* **What needs to be done**
Only the line with "Every instance of the roof" and the lines after it, to the end of the data, should appear in the answer, each reproduced exactly.

Available data START

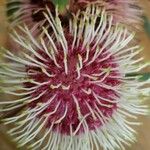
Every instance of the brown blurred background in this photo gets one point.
(143, 136)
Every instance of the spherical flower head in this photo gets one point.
(73, 85)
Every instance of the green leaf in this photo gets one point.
(146, 25)
(61, 4)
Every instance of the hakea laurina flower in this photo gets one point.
(72, 85)
(31, 11)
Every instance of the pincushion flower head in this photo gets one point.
(31, 11)
(72, 86)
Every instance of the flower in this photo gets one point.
(73, 84)
(31, 11)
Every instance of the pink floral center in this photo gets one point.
(84, 96)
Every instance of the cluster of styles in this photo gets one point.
(68, 85)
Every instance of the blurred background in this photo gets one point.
(143, 136)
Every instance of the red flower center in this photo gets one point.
(83, 97)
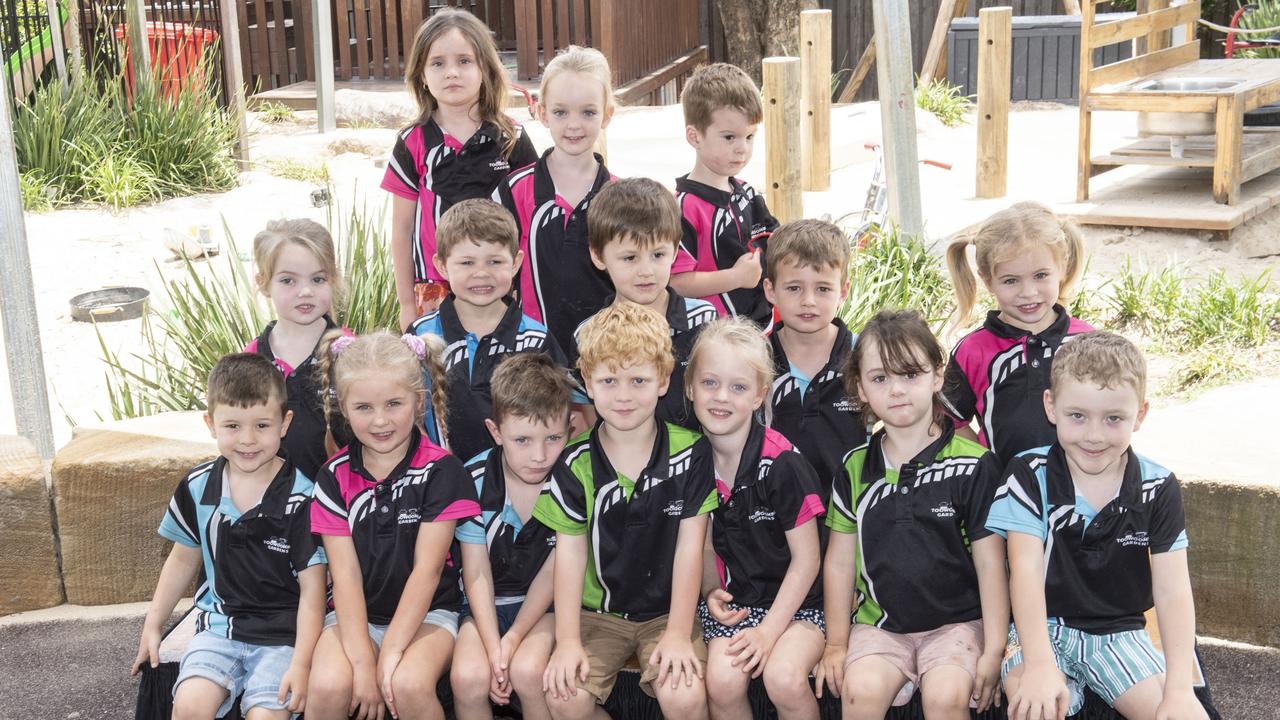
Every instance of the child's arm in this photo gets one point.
(1175, 611)
(179, 570)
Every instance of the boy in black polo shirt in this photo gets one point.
(629, 502)
(1096, 532)
(242, 519)
(478, 253)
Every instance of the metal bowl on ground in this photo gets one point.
(110, 304)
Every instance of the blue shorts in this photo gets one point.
(248, 671)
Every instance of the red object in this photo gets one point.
(177, 55)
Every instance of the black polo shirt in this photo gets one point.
(632, 523)
(914, 525)
(999, 374)
(1097, 561)
(382, 518)
(517, 550)
(558, 285)
(251, 561)
(775, 491)
(470, 363)
(304, 443)
(814, 413)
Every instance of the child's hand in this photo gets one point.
(568, 664)
(830, 669)
(675, 657)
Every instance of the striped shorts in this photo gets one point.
(1107, 664)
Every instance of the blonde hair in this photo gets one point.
(1102, 358)
(494, 86)
(306, 233)
(624, 335)
(716, 87)
(1001, 237)
(583, 60)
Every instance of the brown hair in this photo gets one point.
(718, 86)
(243, 379)
(476, 220)
(529, 384)
(808, 244)
(636, 208)
(494, 86)
(903, 338)
(1001, 237)
(1102, 358)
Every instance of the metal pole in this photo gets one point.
(18, 299)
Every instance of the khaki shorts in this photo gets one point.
(611, 642)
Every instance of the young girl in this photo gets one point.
(1028, 259)
(558, 283)
(903, 516)
(762, 611)
(298, 270)
(461, 146)
(385, 509)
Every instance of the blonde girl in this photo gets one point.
(1029, 260)
(297, 269)
(461, 145)
(762, 610)
(385, 509)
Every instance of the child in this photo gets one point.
(763, 609)
(908, 522)
(242, 520)
(629, 504)
(476, 253)
(385, 507)
(506, 554)
(635, 238)
(558, 285)
(723, 218)
(461, 146)
(1095, 532)
(297, 268)
(808, 278)
(1029, 260)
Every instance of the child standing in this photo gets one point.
(479, 322)
(908, 520)
(385, 509)
(808, 278)
(558, 285)
(297, 269)
(1029, 260)
(242, 520)
(635, 238)
(629, 504)
(506, 636)
(763, 607)
(725, 219)
(461, 146)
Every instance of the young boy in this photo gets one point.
(478, 253)
(808, 278)
(629, 504)
(506, 634)
(725, 220)
(635, 237)
(1096, 533)
(242, 519)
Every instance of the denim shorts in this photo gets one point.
(248, 671)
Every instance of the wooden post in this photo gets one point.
(321, 30)
(995, 54)
(782, 137)
(816, 68)
(897, 114)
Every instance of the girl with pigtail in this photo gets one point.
(385, 509)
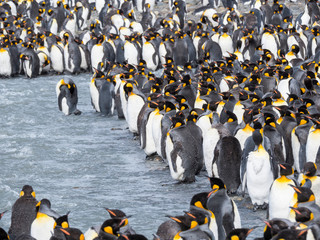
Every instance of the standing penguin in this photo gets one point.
(227, 156)
(260, 169)
(310, 172)
(72, 54)
(42, 227)
(5, 58)
(224, 208)
(67, 94)
(23, 212)
(102, 93)
(30, 62)
(181, 151)
(281, 193)
(313, 143)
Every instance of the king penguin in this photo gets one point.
(67, 94)
(224, 208)
(281, 193)
(23, 212)
(42, 227)
(260, 171)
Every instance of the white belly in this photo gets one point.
(259, 177)
(313, 144)
(135, 103)
(150, 147)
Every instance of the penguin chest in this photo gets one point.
(295, 150)
(130, 53)
(176, 168)
(42, 227)
(284, 88)
(69, 64)
(94, 96)
(156, 132)
(259, 176)
(210, 140)
(5, 63)
(57, 60)
(97, 55)
(150, 147)
(148, 54)
(135, 103)
(226, 44)
(269, 42)
(162, 53)
(313, 144)
(242, 135)
(280, 198)
(64, 106)
(27, 67)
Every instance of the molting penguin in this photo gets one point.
(72, 54)
(5, 58)
(67, 94)
(281, 193)
(23, 212)
(224, 208)
(181, 152)
(102, 93)
(135, 102)
(30, 62)
(260, 170)
(227, 156)
(42, 227)
(310, 172)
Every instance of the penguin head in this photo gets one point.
(239, 233)
(111, 227)
(199, 200)
(193, 116)
(62, 221)
(178, 120)
(309, 169)
(303, 214)
(185, 222)
(3, 234)
(216, 184)
(303, 194)
(286, 169)
(27, 191)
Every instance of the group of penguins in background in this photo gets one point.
(234, 93)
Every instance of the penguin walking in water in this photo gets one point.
(182, 151)
(281, 193)
(313, 143)
(260, 169)
(135, 102)
(5, 58)
(23, 212)
(224, 208)
(310, 172)
(102, 93)
(72, 54)
(30, 62)
(227, 156)
(198, 204)
(67, 94)
(43, 225)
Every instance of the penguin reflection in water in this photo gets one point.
(67, 95)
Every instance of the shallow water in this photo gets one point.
(84, 163)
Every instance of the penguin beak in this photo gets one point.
(296, 210)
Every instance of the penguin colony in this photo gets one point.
(236, 94)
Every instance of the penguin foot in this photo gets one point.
(77, 112)
(255, 207)
(264, 206)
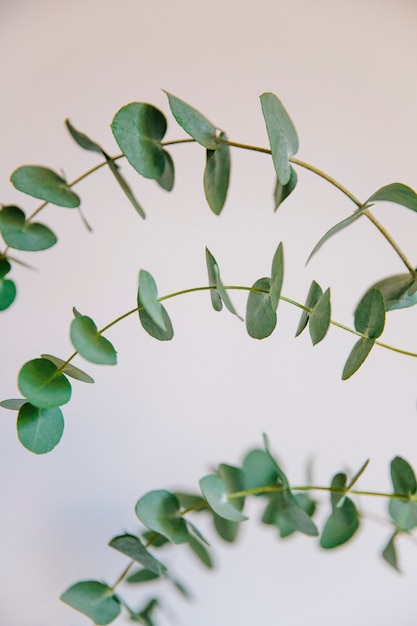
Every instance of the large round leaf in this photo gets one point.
(23, 235)
(43, 385)
(45, 184)
(138, 129)
(39, 430)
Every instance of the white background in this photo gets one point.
(168, 413)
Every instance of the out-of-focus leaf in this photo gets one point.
(282, 135)
(313, 296)
(370, 314)
(94, 599)
(43, 183)
(217, 176)
(281, 192)
(356, 358)
(193, 122)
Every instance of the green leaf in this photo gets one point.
(82, 140)
(281, 192)
(160, 511)
(142, 576)
(94, 599)
(39, 430)
(335, 229)
(277, 276)
(320, 318)
(398, 193)
(23, 235)
(261, 318)
(166, 181)
(370, 314)
(193, 122)
(138, 129)
(216, 300)
(13, 404)
(89, 343)
(214, 491)
(286, 513)
(399, 291)
(134, 549)
(200, 551)
(45, 184)
(217, 176)
(258, 469)
(227, 530)
(314, 294)
(403, 477)
(356, 358)
(148, 298)
(5, 267)
(68, 369)
(340, 526)
(7, 293)
(389, 553)
(43, 385)
(281, 133)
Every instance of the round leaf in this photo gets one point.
(39, 430)
(160, 511)
(45, 184)
(23, 235)
(43, 385)
(261, 317)
(7, 293)
(94, 599)
(89, 343)
(138, 129)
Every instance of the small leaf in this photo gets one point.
(45, 184)
(335, 229)
(82, 140)
(398, 193)
(261, 318)
(320, 318)
(13, 404)
(398, 291)
(370, 314)
(193, 122)
(281, 133)
(138, 129)
(356, 358)
(277, 276)
(7, 293)
(134, 549)
(148, 298)
(216, 300)
(94, 599)
(43, 385)
(214, 490)
(39, 430)
(23, 235)
(281, 192)
(68, 369)
(89, 343)
(403, 477)
(340, 526)
(217, 176)
(160, 511)
(200, 551)
(259, 470)
(389, 553)
(166, 181)
(314, 294)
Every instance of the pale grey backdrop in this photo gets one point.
(168, 412)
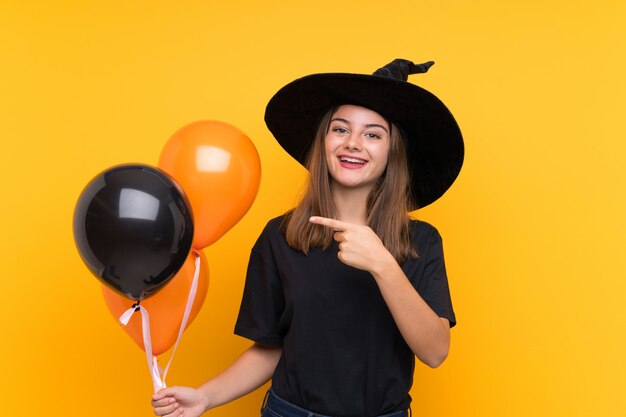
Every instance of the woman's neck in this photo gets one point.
(350, 204)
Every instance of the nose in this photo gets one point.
(353, 141)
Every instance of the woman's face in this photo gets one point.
(357, 147)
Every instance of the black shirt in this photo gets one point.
(343, 354)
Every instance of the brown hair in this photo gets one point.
(387, 203)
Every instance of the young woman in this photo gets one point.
(345, 290)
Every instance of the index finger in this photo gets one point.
(336, 225)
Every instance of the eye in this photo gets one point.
(372, 135)
(339, 129)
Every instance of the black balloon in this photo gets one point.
(133, 228)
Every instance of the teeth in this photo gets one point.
(352, 160)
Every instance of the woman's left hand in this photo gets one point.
(359, 246)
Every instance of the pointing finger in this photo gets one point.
(336, 225)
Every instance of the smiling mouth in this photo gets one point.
(350, 160)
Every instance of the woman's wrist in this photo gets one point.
(207, 396)
(384, 267)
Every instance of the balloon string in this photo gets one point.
(188, 307)
(158, 376)
(157, 381)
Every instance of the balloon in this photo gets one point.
(133, 229)
(219, 169)
(166, 308)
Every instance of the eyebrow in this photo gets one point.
(340, 119)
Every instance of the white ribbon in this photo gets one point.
(158, 375)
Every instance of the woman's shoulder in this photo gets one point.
(272, 230)
(423, 232)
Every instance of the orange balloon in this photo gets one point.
(166, 307)
(219, 169)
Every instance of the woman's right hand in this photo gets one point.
(179, 401)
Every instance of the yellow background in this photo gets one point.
(534, 229)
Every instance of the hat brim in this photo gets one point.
(433, 139)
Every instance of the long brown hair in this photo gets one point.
(387, 203)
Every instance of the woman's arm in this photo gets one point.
(253, 368)
(427, 334)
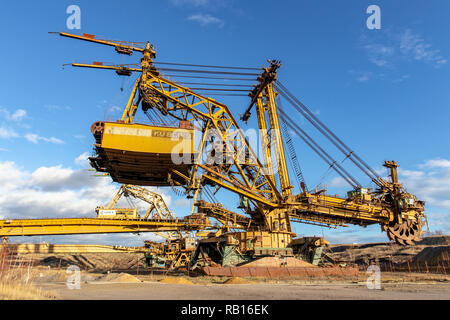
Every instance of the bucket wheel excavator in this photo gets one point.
(224, 159)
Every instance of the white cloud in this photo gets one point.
(34, 138)
(56, 191)
(17, 115)
(379, 54)
(431, 183)
(183, 203)
(391, 48)
(195, 3)
(7, 133)
(206, 19)
(82, 159)
(338, 182)
(414, 46)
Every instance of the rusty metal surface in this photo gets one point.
(276, 272)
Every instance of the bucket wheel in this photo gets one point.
(405, 233)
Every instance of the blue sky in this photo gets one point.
(384, 92)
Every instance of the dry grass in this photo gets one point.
(21, 291)
(16, 278)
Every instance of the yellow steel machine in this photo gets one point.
(224, 159)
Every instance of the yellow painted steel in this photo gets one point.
(33, 227)
(48, 248)
(147, 139)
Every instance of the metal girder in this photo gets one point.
(61, 226)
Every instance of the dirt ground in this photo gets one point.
(393, 286)
(164, 291)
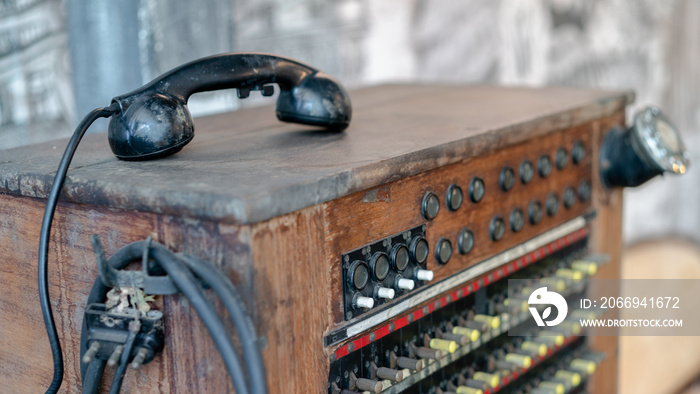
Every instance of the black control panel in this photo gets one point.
(462, 344)
(384, 270)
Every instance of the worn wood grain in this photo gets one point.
(257, 168)
(356, 219)
(286, 267)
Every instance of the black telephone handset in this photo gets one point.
(153, 121)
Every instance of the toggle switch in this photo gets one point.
(363, 302)
(481, 327)
(468, 390)
(409, 363)
(489, 378)
(587, 267)
(556, 387)
(424, 275)
(373, 386)
(520, 360)
(505, 366)
(459, 339)
(492, 321)
(568, 328)
(443, 344)
(475, 384)
(471, 333)
(389, 374)
(557, 284)
(582, 365)
(550, 338)
(405, 284)
(539, 349)
(573, 378)
(431, 354)
(385, 293)
(569, 274)
(581, 314)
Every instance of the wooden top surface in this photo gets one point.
(246, 166)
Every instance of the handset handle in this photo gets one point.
(227, 71)
(154, 120)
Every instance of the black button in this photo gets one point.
(443, 251)
(465, 242)
(359, 275)
(517, 221)
(578, 152)
(552, 204)
(561, 158)
(497, 228)
(430, 206)
(379, 264)
(507, 178)
(454, 197)
(399, 257)
(544, 166)
(584, 191)
(419, 250)
(476, 190)
(527, 171)
(569, 197)
(534, 211)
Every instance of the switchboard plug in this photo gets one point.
(109, 333)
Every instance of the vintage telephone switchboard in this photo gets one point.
(370, 260)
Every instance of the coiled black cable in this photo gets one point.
(184, 280)
(44, 299)
(246, 332)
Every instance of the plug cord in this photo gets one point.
(44, 298)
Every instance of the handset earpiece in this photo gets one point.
(154, 121)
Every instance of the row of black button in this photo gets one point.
(516, 221)
(535, 211)
(506, 179)
(380, 263)
(455, 197)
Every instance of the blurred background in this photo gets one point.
(61, 58)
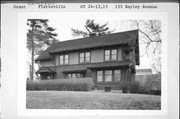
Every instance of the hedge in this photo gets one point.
(79, 84)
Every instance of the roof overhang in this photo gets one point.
(45, 70)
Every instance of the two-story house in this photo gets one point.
(107, 59)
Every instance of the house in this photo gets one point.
(142, 75)
(108, 59)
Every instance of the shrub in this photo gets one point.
(81, 84)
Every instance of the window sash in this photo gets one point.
(64, 59)
(108, 75)
(99, 76)
(110, 55)
(117, 75)
(84, 57)
(114, 57)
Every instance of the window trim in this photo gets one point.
(102, 76)
(84, 58)
(112, 76)
(64, 59)
(110, 58)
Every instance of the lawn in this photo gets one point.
(91, 100)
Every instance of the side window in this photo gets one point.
(108, 75)
(64, 59)
(99, 76)
(114, 54)
(117, 75)
(110, 55)
(61, 59)
(84, 57)
(107, 55)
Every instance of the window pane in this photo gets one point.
(87, 54)
(66, 57)
(99, 76)
(107, 52)
(81, 54)
(81, 60)
(66, 62)
(78, 75)
(61, 60)
(73, 75)
(108, 75)
(87, 59)
(117, 75)
(114, 57)
(107, 58)
(114, 52)
(81, 75)
(61, 57)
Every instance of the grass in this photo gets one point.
(91, 100)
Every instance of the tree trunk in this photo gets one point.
(32, 57)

Available data END

* **Solution**
Every instance of the roof overhang in this photo gets one point.
(45, 70)
Every instance of the two-story house in this photo gets one point.
(107, 59)
Every instance of the house in this photo gets one point.
(142, 75)
(108, 59)
Every instance of the shrub in this photo gets one point.
(81, 84)
Every instance of the window sash in this photo gets one point.
(64, 59)
(108, 75)
(99, 76)
(110, 55)
(117, 75)
(84, 57)
(114, 57)
Every instance of the window trim in this photo gets one point.
(102, 76)
(84, 58)
(112, 76)
(64, 59)
(110, 58)
Every instance of the lawn in this photo gets one point.
(91, 100)
Every instance of the side window in this photo gets one point.
(108, 75)
(64, 59)
(99, 76)
(114, 54)
(117, 75)
(110, 55)
(61, 59)
(84, 57)
(107, 55)
Every instance of the window pane in this photo gets one point.
(87, 54)
(66, 57)
(99, 76)
(107, 52)
(81, 54)
(81, 60)
(66, 62)
(78, 75)
(61, 60)
(73, 75)
(108, 75)
(87, 59)
(117, 75)
(114, 57)
(107, 58)
(114, 52)
(81, 75)
(61, 57)
Every instance of the grass in this photo gets one point.
(91, 100)
Every instance of the tree trunk in this photo gets one point.
(32, 57)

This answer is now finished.